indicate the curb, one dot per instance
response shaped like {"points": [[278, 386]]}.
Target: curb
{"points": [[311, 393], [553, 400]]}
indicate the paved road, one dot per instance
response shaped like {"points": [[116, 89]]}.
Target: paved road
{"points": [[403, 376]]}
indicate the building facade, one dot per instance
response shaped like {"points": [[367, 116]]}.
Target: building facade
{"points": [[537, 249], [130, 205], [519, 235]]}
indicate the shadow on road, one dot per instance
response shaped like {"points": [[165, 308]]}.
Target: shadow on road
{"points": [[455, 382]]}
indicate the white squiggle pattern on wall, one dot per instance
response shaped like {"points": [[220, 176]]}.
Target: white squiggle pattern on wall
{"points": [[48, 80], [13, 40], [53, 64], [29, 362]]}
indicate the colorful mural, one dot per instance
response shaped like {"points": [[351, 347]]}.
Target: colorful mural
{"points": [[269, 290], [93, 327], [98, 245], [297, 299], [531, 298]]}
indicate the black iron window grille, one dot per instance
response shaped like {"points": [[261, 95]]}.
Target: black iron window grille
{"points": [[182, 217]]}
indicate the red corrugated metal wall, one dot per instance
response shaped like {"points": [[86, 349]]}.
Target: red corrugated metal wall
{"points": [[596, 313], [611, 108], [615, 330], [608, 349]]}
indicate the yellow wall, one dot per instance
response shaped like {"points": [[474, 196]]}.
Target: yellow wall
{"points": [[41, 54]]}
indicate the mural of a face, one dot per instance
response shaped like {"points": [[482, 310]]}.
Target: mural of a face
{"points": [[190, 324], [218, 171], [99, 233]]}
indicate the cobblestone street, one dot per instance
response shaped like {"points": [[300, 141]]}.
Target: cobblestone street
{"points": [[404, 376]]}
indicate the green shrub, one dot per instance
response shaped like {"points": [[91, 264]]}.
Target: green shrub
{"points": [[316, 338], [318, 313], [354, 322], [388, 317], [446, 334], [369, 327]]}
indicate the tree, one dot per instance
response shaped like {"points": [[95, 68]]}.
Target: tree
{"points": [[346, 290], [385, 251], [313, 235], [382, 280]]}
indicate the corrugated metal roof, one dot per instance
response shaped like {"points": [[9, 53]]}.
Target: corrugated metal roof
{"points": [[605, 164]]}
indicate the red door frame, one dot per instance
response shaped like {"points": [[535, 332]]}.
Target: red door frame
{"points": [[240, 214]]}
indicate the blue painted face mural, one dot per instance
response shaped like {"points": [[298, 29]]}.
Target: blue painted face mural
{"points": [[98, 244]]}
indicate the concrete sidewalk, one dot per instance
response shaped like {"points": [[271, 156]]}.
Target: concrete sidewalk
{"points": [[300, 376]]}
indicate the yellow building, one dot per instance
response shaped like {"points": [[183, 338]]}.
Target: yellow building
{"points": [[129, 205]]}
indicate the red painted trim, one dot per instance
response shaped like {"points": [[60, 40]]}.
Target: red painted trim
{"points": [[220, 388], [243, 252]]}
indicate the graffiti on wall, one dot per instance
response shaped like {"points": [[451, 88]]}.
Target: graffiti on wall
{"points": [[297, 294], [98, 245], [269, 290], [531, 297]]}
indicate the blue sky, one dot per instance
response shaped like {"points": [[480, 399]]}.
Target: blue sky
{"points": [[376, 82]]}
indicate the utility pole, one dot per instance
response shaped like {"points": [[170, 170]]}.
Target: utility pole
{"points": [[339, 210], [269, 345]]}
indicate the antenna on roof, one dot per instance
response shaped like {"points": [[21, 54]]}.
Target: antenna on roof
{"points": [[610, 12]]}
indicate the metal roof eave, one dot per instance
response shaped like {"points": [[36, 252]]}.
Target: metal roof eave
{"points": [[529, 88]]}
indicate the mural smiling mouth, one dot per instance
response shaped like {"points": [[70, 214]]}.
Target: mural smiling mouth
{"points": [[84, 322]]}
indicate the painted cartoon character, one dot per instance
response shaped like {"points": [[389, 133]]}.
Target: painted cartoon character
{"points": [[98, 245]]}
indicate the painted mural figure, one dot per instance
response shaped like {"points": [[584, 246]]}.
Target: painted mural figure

□ □ □ □ □

* OBJECTIVE
Can you convert the stretch from the line containing "indicate the tree, one dot per instance" through the end of the rows above into a numbered list with one line per item and blank lines left out?

* OUTPUT OF THE TASK
1. indicate the tree, one dot per instance
2. response shaped like {"points": [[95, 68]]}.
3. Target: tree
4. {"points": [[346, 290], [385, 251], [313, 235], [382, 280]]}
5. indicate the corrugated metal roof, one dot per instance
6. response shaped like {"points": [[9, 53]]}.
7. Target: corrugated metal roof
8. {"points": [[605, 164]]}
9. indicate the red door frame, one dot per instance
10. response shaped like {"points": [[535, 332]]}.
11. Target: red door frame
12. {"points": [[240, 214]]}
13. indicate the blue painted face mural, one dot per instance
14. response shaped like {"points": [[298, 29]]}.
15. Target: blue painted face mural
16. {"points": [[98, 244]]}
17. indicate the concrete sidewalk, one dot per instance
18. response shaped like {"points": [[271, 156]]}.
19. Target: concrete sidewalk
20. {"points": [[300, 376]]}
21. indicate the yellow building, one dot per instance
22. response shaped like {"points": [[183, 338]]}.
23. Target: yellow building
24. {"points": [[129, 205]]}
25. indicate the red painted trim, one dot per instance
26. response shaped like {"points": [[60, 40]]}.
27. Target: red painted trim
28. {"points": [[220, 388], [243, 252]]}
29. indicate the graffiti on wall, one dot per instance
30. response shaped like {"points": [[451, 88]]}.
31. Target: graffiti on wall
32. {"points": [[297, 294], [98, 245], [269, 290], [531, 297]]}
33. indicate the blue sky, one dot per instance
34. response shaped like {"points": [[480, 399]]}.
35. Target: blue sky
36. {"points": [[376, 82]]}
37. indicate the utility pole, one dot per instance
38. response shaped like {"points": [[170, 170]]}.
39. Target: utility pole
40. {"points": [[339, 210], [269, 345]]}
41. indicate the antenna on roof, one dot per instance
42. response shaped like {"points": [[21, 54]]}.
43. Target: antenna on roof
44. {"points": [[610, 12]]}
45. indicate the metal roof eave, one dot per instance
46. response shaped like {"points": [[36, 252]]}.
47. Target: metal roof eave
48. {"points": [[529, 88]]}
49. indicate the mural smiling mouth, one dot per instance
50. response shaped like {"points": [[70, 214]]}.
51. Target: mural smiling mouth
52. {"points": [[84, 322]]}
53. indicate the painted cartoon character, one dot per instance
54. response shaped like {"points": [[389, 133]]}.
55. Target: painted cartoon character
56. {"points": [[98, 245]]}
57. indicate the painted mural figure, one dot per instance
58. response shaped like {"points": [[584, 246]]}.
59. Target: painted mural figure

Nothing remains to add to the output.